Try it
The line bearing "beak with a dot.", together with all lines after it to the end of the material, should be repeated exactly; leave out everything else.

Material provided

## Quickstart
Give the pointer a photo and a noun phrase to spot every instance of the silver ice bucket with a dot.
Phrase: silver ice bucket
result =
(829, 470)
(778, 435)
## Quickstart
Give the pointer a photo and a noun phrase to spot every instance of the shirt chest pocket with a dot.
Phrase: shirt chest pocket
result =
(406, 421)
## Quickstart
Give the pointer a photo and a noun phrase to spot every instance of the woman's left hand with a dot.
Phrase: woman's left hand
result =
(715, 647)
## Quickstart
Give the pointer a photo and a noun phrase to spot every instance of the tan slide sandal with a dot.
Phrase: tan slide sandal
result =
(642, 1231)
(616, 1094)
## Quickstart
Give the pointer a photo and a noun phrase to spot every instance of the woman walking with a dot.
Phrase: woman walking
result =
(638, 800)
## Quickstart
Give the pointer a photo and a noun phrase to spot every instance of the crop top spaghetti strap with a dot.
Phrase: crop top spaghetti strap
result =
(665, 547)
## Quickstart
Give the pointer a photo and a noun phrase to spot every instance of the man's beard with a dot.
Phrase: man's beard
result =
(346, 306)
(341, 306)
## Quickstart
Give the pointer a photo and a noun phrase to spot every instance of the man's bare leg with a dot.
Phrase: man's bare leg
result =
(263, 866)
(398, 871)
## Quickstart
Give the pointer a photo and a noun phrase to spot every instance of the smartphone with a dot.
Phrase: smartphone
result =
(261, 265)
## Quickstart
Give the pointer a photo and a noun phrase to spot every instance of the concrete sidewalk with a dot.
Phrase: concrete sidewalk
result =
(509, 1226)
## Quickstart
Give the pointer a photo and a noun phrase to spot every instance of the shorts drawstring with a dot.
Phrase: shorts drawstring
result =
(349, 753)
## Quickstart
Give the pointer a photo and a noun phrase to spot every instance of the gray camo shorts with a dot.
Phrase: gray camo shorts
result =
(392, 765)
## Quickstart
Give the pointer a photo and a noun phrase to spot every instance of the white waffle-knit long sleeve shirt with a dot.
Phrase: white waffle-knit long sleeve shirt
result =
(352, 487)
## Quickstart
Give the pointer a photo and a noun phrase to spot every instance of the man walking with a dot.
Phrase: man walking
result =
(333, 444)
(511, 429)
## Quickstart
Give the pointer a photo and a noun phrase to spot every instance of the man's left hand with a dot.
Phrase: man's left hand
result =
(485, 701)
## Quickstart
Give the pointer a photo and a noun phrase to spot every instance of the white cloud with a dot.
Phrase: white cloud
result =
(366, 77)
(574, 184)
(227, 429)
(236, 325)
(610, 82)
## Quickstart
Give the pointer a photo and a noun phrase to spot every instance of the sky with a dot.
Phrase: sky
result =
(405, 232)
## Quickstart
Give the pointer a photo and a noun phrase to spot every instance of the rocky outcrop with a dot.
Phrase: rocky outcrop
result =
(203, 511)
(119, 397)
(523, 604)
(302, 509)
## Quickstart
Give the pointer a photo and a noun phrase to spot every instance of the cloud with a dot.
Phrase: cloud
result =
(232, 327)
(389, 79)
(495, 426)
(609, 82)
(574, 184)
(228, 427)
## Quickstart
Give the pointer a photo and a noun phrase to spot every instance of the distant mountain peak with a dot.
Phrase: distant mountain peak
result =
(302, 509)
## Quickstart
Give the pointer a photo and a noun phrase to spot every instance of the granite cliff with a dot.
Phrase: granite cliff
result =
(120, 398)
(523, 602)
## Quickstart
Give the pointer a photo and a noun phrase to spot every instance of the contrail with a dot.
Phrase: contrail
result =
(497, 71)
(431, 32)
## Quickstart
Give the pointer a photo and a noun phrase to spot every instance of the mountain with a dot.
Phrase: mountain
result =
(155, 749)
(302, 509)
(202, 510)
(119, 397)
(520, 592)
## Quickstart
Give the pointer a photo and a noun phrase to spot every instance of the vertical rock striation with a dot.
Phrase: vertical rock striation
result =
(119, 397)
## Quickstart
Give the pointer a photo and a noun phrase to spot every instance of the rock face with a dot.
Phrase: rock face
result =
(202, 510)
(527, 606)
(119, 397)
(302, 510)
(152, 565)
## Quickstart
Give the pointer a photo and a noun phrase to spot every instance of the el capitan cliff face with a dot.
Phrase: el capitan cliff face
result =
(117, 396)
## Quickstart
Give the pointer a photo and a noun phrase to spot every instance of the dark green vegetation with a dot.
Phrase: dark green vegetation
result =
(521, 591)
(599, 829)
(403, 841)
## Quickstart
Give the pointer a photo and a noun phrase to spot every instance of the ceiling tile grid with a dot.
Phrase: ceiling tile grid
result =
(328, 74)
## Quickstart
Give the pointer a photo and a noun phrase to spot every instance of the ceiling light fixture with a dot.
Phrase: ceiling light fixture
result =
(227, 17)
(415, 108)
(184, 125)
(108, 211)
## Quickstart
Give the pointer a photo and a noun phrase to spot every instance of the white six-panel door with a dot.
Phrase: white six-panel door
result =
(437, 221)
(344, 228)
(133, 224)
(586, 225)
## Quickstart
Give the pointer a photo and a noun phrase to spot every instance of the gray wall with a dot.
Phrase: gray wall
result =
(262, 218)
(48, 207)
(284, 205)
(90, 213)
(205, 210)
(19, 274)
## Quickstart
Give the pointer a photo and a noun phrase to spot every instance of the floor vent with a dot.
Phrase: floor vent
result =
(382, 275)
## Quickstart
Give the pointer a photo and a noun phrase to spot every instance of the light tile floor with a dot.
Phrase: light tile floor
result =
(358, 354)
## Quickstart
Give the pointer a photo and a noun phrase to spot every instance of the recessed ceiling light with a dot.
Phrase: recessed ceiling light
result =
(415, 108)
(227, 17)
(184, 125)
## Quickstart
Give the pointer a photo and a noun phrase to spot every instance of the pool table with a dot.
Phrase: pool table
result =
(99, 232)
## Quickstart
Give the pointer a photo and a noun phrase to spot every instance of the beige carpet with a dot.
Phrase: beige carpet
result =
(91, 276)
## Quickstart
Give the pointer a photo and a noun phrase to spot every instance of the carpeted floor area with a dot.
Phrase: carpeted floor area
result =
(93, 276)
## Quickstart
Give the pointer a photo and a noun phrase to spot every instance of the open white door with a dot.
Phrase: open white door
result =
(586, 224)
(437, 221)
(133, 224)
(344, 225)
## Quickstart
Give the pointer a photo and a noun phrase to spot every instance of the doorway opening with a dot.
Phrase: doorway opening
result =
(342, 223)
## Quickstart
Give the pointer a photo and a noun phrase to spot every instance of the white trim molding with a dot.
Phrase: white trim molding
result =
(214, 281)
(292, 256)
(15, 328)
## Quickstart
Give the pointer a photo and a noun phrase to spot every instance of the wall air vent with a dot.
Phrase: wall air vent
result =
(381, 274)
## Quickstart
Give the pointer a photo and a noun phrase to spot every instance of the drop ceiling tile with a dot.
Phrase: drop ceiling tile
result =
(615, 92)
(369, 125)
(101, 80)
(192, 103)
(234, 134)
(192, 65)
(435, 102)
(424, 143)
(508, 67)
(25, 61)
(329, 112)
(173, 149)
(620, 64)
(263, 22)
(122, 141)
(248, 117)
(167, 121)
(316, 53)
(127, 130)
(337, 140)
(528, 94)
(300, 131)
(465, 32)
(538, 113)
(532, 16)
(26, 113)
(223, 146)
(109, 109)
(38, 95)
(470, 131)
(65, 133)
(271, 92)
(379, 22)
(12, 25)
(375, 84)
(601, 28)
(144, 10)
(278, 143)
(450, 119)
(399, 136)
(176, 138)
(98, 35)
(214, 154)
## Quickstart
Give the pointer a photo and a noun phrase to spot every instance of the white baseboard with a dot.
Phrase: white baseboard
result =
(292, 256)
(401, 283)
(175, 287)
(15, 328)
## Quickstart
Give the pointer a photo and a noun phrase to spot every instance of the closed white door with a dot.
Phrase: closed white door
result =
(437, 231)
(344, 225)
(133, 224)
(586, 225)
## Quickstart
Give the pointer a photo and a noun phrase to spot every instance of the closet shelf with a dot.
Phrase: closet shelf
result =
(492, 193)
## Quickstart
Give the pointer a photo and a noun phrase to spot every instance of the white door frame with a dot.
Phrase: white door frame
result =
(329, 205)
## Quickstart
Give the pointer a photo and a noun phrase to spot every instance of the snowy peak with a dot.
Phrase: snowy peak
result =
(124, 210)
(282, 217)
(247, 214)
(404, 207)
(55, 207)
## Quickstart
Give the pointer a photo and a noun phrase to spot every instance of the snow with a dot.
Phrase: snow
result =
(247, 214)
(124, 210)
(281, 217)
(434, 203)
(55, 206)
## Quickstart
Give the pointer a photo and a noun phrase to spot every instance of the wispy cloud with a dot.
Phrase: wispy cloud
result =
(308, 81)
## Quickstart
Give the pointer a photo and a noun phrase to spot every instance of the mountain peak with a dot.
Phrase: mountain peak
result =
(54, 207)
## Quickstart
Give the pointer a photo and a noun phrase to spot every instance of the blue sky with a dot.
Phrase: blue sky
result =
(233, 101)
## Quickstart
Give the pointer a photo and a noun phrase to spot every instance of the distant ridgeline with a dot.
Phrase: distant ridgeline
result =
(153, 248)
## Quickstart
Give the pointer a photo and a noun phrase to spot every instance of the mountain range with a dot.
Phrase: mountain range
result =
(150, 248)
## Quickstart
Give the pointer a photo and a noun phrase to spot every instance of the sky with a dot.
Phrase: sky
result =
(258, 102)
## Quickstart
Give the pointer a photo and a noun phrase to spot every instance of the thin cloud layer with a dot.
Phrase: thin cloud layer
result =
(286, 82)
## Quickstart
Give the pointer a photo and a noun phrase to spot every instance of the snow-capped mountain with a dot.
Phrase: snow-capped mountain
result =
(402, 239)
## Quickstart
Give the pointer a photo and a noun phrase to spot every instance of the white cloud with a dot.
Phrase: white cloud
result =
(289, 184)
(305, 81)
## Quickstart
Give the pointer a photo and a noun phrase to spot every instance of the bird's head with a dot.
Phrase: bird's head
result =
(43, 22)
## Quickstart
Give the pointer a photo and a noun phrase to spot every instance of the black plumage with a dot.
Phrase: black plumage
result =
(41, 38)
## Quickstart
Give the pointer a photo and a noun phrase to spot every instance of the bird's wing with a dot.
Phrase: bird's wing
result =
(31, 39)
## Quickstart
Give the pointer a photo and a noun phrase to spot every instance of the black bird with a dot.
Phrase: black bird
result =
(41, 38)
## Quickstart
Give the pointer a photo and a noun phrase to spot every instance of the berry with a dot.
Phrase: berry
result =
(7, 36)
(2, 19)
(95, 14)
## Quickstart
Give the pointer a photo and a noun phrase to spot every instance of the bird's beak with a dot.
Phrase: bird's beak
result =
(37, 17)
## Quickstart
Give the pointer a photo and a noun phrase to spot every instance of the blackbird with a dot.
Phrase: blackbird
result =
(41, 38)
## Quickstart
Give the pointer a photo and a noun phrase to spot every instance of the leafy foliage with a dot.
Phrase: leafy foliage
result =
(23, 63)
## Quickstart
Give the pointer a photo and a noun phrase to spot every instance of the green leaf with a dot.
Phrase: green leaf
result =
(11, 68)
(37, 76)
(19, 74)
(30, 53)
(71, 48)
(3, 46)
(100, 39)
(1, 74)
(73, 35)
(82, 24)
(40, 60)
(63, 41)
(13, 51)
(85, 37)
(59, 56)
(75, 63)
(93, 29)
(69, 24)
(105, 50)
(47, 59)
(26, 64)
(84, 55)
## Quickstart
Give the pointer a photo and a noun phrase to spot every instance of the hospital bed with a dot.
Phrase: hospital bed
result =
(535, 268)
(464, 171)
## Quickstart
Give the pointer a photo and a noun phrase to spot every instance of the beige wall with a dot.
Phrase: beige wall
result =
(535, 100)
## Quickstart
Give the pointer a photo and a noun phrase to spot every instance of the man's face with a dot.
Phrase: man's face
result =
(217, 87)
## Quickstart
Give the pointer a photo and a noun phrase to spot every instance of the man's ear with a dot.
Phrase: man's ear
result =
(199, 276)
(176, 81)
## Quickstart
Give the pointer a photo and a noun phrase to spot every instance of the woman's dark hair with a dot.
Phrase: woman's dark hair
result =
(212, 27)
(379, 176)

Problem solution
Give the pointer a photo and a noun phrase to spot every instance of the bird's beak with a dot.
Phrase: bird's beak
result =
(37, 17)
## Quickstart
Give the pointer a photo and a noun phrase to spot every instance of the blackbird with a dot.
Phrase: blackbird
result =
(41, 38)
## Quickstart
Give the pointer a photo and a noun phrase to spot every instance of the leafy foliage with a dot.
Phrase: leafy foliage
result =
(23, 63)
## Quickstart
Give the pointer a photo and a noun phrase to spot every instance of the green leaf with a dot.
Phrase: green leaf
result =
(11, 68)
(37, 76)
(19, 74)
(30, 53)
(71, 48)
(3, 46)
(100, 39)
(1, 74)
(73, 35)
(82, 24)
(40, 60)
(63, 41)
(13, 51)
(85, 37)
(59, 56)
(75, 63)
(93, 29)
(69, 24)
(105, 50)
(47, 59)
(26, 64)
(84, 55)
## Quickstart
Give the pointer a photo and a noun phrase to spot every instance of the hospital bed with a dot.
Phrase: hospital bed
result =
(535, 268)
(464, 171)
## Quickstart
Give the pointer a photo and a noun phrase to spot every instance of the beige wall with a dot.
Phrase: beige wall
result =
(535, 100)
## Quickstart
Give the pointer a photo and a noun phrase to spot every instance of the man's face with a dot.
Phrase: man's face
result =
(217, 87)
## Quickstart
Give the pointer a photo and a noun phrase to spot every instance of the man's ear with a dot.
Phrase: man's ear
result =
(199, 276)
(176, 81)
## Quickstart
Give the pointer a photo and a noun phrase to spot every instance of the woman's dark hair with a dot.
Phrase: woman's dark hair
result =
(212, 27)
(379, 176)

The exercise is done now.